_WHAT IS REQUIRED_
You are asked to filter the data below and copy every line holding "outline".

_INPUT RECORDS_
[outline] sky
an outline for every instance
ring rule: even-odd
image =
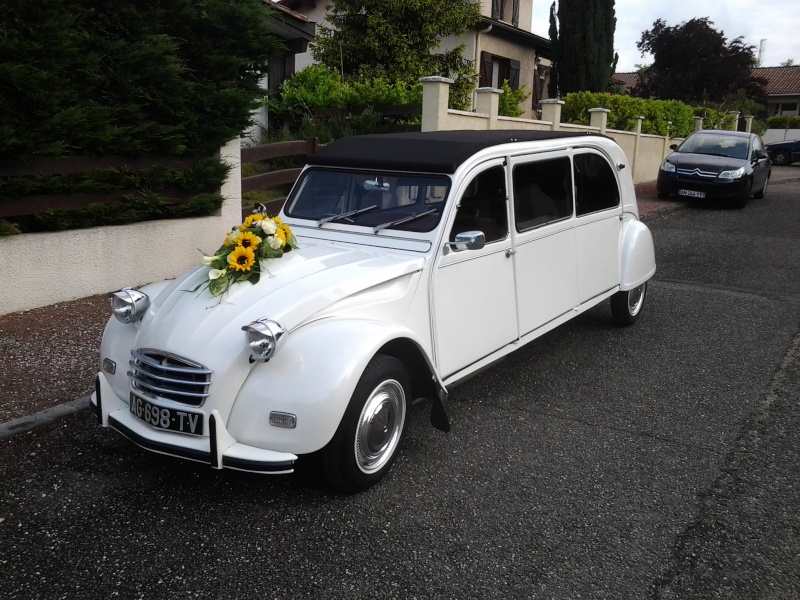
[[[551,4],[552,0],[533,0],[533,33],[546,38],[550,37]],[[652,56],[641,55],[636,42],[656,19],[674,27],[708,17],[728,42],[742,37],[745,44],[755,46],[756,57],[761,40],[766,40],[762,67],[777,67],[789,59],[800,65],[800,0],[616,0],[614,11],[619,73],[653,62]]]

_EXERCISE RESULT_
[outline] sky
an outline for every instance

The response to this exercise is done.